# Hey Rumor Guy: What about any LENS rumors?



## TW (Sep 26, 2011)

I know everyone is talking about camera bodies right now, but I'm perfectly happy with my 7D and 5DII, not interested in a new body.

I AM interested in a few new lenses, however. I have all the lenses I want from the currently available selection, and am waiting on the following lenses which I feel are likely due for replacement:

TS-E 45mm f2.8 Tilt-Shift (Looking for the new T-S design, with fully configurable T-S orientations)
EF 180mm f3.5 L Macro (How about a 185mm f3.2 L H-IS update?)
EF 35mm f1.4 L (Updated optics, just a little sharper, please)

Are you hearing anything on these? Any thoughts?

Thanks


----------



## TW (Sep 26, 2011)

I'm also curious about likely release timing for the new EF 200-400 L IS lens.


----------



## neuroanatomist (Sep 26, 2011)

TW said:


> TS-E 45mm f2.8 Tilt-Shift (Looking for the new T-S design, with fully configurable T-S orientations)
> EF 180mm f3.5 L Macro (How about a 185mm f3.2 L H-IS update?)
> EF 35mm f1.4 L (Updated optics, just a little sharper, please)



I do think these will come at some point, 2012-2013. Likely, both the 45mm and 90mm TS-E lenses will be updated with the ability to change orientation of shift relative to tilt on-the-fly (like the 17mm and 24mm lenses, and unlike the current versions of the 45mm and 90mm TS-E which require taking apart the lens to change orientations). But be careful what you ask for - most likely, the lenses will be updated as L-series lenses with a correspondingly _substantial_ price increase. 

There have been rumors previously of a 200mm f/4L Macro IS (with hybrid IS).

- - -

* [DIRECTIONS]:
1 – In the lens rumor thread above, rewrite the paragraph beginning "I do think these will come at some point" as a short bulleted list that keeps its main facts.
2 – Answer these questions using the lens rumor thread above.
(a) Which two camera bodies does TW say he is happy with?
(b) For which lens does TW ask about likely release timing in his second post?
(c) What macro lens has been rumored previously, according to the last post?
3 – Go on with the lens rumor thread above, starting after its final sentence.

- - -

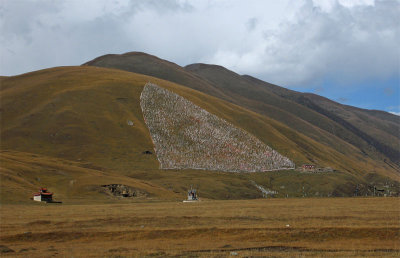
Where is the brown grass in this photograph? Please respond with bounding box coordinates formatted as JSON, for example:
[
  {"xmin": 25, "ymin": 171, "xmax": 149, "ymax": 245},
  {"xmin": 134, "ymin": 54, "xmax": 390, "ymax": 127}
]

- - -

* [RESULTS IN ORDER]:
1 –
- These lenses will likely arrive at some point in 2012–2013.
- Both the 45mm and 90mm TS-E lenses will probably be updated so the orientation of shift relative to tilt can be changed on the fly, as on the 17mm and 24mm lenses.
- The current 45mm and 90mm TS-E versions require taking the lens apart to change orientations.
- The updated lenses will most likely be L-series lenses with a substantial price increase.

2 –
(a) The 7D and the 5DII.
(b) The new EF 200-400 L IS lens.
(c) A 200mm f/4L Macro IS with hybrid IS.

3 –
The 35mm f/1.4L II has been rumored for quite a while - personally, I think this one is overdue for an update. Besides the 35L, every other L-series lens at 100mm and shorter focal lengths has been updated or newly-released in the last 5 years.


----------



## dmills (Sep 26, 2011)

TW said:


> I'm also curious about likely release timing for the new EF 200-400 L IS lens.



I'll second that one. I check every day looking for something about this lens.


----------



## Bob Howland (Sep 26, 2011)

dmills said:


> TW said:
> 
> 
> > I'm also curious about likely release timing for the new EF 200-400 L IS lens.
> ...



Count me in on that one too, although I'm even more interested in the price. It would also be really nice if Sigma would scale up their 120-300 f/2.8 EX OS to a 200-500 f/4. The f/2.8 version is too heavy and expensive to be taken seriously.


----------



## Mt Spokane Photography (Sep 26, 2011)

Hopefully, CR guy does not make up rumors on demand. however, some kiddie will undoubtedly read your post and make one up and send it in.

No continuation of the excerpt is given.